Testo:
********************
Di questo si è parlato nell'interessante convegno organizzato dal Comune di Macomer in collaborazione con la Confcooperative Nuoro-Ogliastra, svoltosi nei giorni scorsi in città e con al centro del dibattito la tematica complessa, ma anche innovativa e stimolante, che rimette in primo piano le possibili forme del vivere urbano.

Ospitato non a caso nello spazio convegnistico all'interno del centro intermodale passeggeri di Macomer, l'incontro, coordinato dall'assessora ai servizi sociali Rossana Ledda, ha visto la partecipazione dell'urbanista Gianni Mura, del responsabile regionale dell'Oftal regionale e dell'associazione “Amici di Villa Chiara” di Olbia Salvatore Acca, del presidente di Confcooperative Nuoro Ogliastra Francesco Sanna e di Johnny Dotti, pedagogista, professore universitario e imprenditore sociale del bergamasco, promotore della «generatività sociale», argomento che ha illustrato ad un pubblico attento ed incuriosito uscendo dalle forme della relazione standard e ponendolo invece come analisi di un quotidiano vivere che riguarda ed interroga tutti e tutte.

«Siamo alla fine di un ciclo storico – ha detto il professor Dotti – che corrisponde alla fine dell'epoca dell'appartamento, che corrispondeva a sua volta all'immaginario del cittadino – consumatore. Per riparare ai danni dell'appartamento abbiamo fatto i servizi domiciliari a pagamento, ma ora quel processo è morto e il coabitare ritorna al centro del dibattito».

Ciò di cui parla è di una sorta di rivoluzione del concetto di abitare, alla base della quale devono esservi le persone e le comunità, in un processo che riattivi quella fiducia reciproca che si è persa nella “separazione” insita nel sistema dell'appartamento.

Per farlo, Joohnny Dotti indica le vecchie case e le strutture dismesse e abbandonate come i luoghi da recuperare in un percorso di riappropriazione basato su forme di condivisione capaci di innescare nuove dinamiche sociali.

Una sperimentazione che per essere attuata ha bisogno - come ogni rivoluzione - di avanguardie, che Dotti individua in due categorie: le religiose che, sottolinea, «sono in via d'estinzione e posseggono tanti patrimoni che dovranno affidare a qualcuno», e le famiglie con all'interno soggetti disabili.

«Bisogna iniziare a pensare come investire i risparmi privati – ha sottolineato - io dico: mettiamoci insieme, mettiamo il patrimonio per affrontare il dopo di noi dei ragazzi disabili, facendo un blocco economico libero dalle dinamiche istituzionali, attivando forme di con-divisione, non erogazioni di servizi specializzati per sfigati, perché tutto il sociale è andato in quella direzione, ma oggi occorre anzitutto recuperare la normalità».
********************
Voci fornite:
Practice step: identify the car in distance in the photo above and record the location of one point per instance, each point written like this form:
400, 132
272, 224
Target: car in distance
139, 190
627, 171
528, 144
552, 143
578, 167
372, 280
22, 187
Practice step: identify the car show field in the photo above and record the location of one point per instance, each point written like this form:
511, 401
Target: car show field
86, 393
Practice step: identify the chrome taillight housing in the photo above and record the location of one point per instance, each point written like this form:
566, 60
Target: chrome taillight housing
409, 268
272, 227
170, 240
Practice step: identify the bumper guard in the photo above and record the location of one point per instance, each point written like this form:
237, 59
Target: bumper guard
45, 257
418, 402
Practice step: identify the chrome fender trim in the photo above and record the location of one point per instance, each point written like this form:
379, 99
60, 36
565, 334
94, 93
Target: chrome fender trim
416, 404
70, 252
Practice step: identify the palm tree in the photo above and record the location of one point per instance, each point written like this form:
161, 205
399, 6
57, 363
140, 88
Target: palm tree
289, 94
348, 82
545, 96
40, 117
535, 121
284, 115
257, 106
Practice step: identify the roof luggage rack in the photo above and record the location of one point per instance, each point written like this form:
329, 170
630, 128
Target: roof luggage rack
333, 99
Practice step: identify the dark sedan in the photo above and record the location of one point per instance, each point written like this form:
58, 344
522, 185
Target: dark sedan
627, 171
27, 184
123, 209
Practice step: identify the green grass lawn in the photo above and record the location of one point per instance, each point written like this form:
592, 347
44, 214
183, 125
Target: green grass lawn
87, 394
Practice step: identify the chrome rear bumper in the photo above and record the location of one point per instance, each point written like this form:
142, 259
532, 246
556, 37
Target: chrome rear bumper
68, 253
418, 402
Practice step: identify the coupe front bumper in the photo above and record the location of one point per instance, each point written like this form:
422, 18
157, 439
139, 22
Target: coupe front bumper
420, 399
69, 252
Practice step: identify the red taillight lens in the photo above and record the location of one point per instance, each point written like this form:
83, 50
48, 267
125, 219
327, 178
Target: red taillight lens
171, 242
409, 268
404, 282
********************
Dettagli del problema: Nel testo sul convegno di Macomer, chi ha coordinato l'incontro?

Risposta all'esercizio: L'assessora ai servizi sociali Rossana Ledda.